Some people who undergo phacoemulsification or extracapsular procedure for cataracts experience clouding of the lens that covers the capsule, which is called posterior capsular opacification or secondary cataract. Sometimes, this cloudiness affects vision, which can be corrected through a laser surgery called Nd: YAG (neodymium-doped yttrium aluminum garnet) posterior capsulotomy. The Nd: YAG laser is a laser eye surgery employed to create a hole in the black, clouded lining of the capsule so as to allow light through the membrane to the retina that is located at the back of the eye.
The criteria to have the surgery
The cloudiness that some people experience after cataract surgery can happen after several months or even after years. In certain instances, it can become very thick causing a vision loss that can be as bad as cataracts themselves. The decision to undergo the procedure can be due to glare caused by bright light, poor vision affecting lifestyle or work, failure to pass vision test for driver’s license, double vision, significant difference in vision between two eyes, or another eye disease that threatens vision. The procedure is considered unnecessary unless the deterioration in vision is significant.
After the surgery
Nd: YAG laser posterior capsulotomy is considered an outpatient surgery and does not necessitate anesthesia as it is painless. Patients must wait in the hospital for about 1-2 hours after the surgery so that the pressure inside the eye can be checked. This pressure is what maintains the shape of the eye.

Material provided:

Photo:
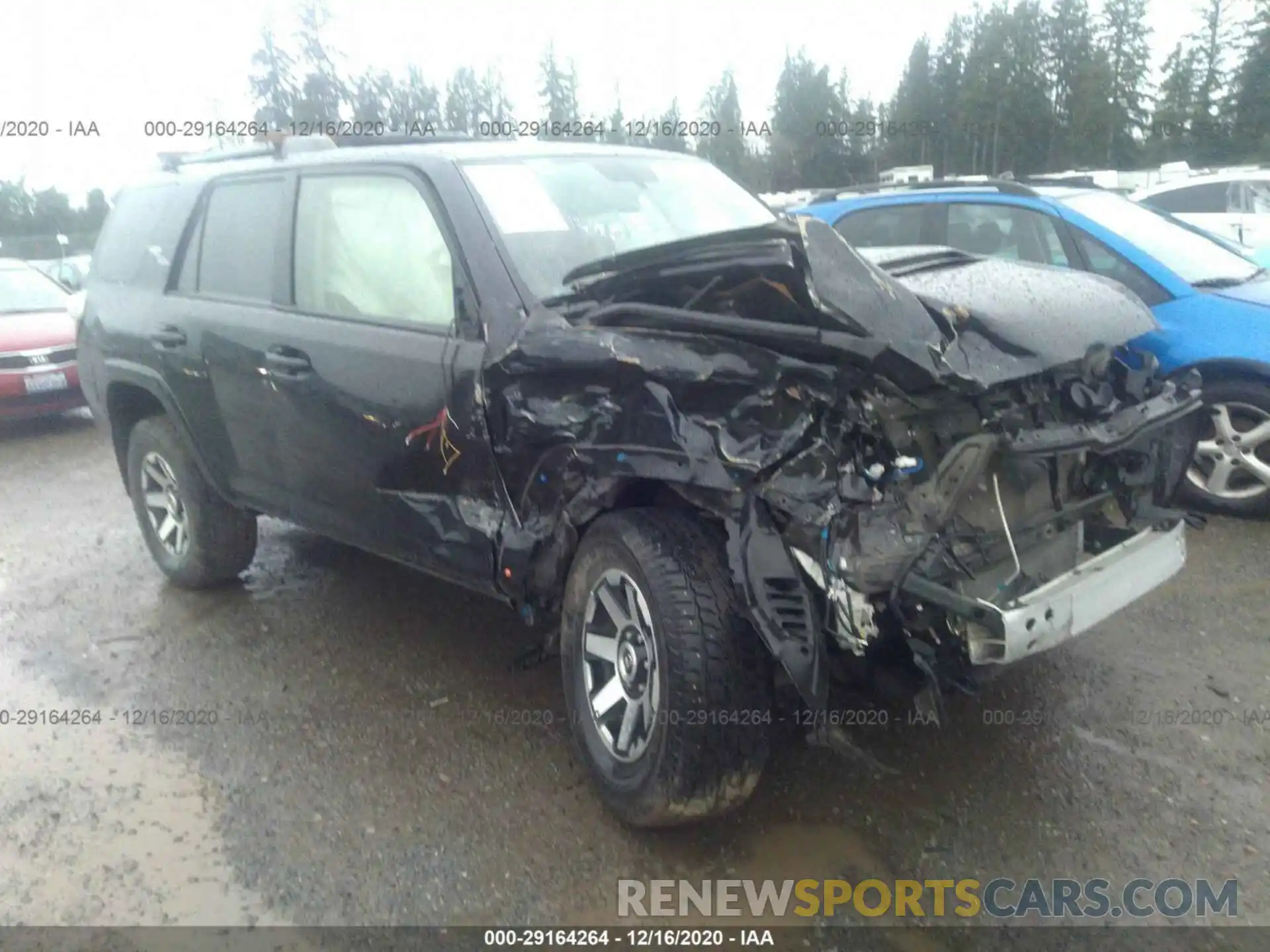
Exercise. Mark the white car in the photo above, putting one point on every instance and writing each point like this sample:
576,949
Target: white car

Task prompt:
Write the next part of the passage on laser capsulotomy after cataract surgery, starting after its last sentence.

Reply to the exercise:
Some people who undergo the surgery experience a new floater. The surgery is not a guarantee that posterior capsular opacification will never recur. However, certain types of lenses are known to lower the risk of opacification. These lenses must be discussed with your cataract surgeon in Troy before undergoing the cataract surgery in the first place.
The risks of surgery
The problem, which is most commonly seen after Nd: YAG laser posterior capsulotomy is increased pressure inside the eye in the short term. Other risks involved are swelling of central part of the retina, bleeding into front part of the eye, swelling of clear covering of the eye, and retinal detachment.
Retinal detachment can be a serious complication leading severe vision loss. This complication is seen in about 1 out of 50 patients who undergo Nd: YAG laser.
As with any surgery, the risks of undergoing Nd: YAG laser should be weighed against the benefits that patients stand to derive from it, before making the decision. It is advisable to have a thorough discussion about the decision with the surgeon before opting for the surgery.